Rows -
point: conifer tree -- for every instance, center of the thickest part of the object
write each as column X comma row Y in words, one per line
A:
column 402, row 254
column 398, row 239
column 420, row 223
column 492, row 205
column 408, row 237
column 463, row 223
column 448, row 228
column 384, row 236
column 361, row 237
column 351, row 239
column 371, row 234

Set problem - Repeat the material above exactly.

Solved exercise -
point: conifer tree -- for every instance, center of the thickest part of the object
write each as column X comma row Y in words, one per line
A:
column 402, row 254
column 398, row 239
column 420, row 223
column 492, row 205
column 408, row 237
column 463, row 223
column 448, row 228
column 384, row 236
column 361, row 237
column 351, row 239
column 371, row 234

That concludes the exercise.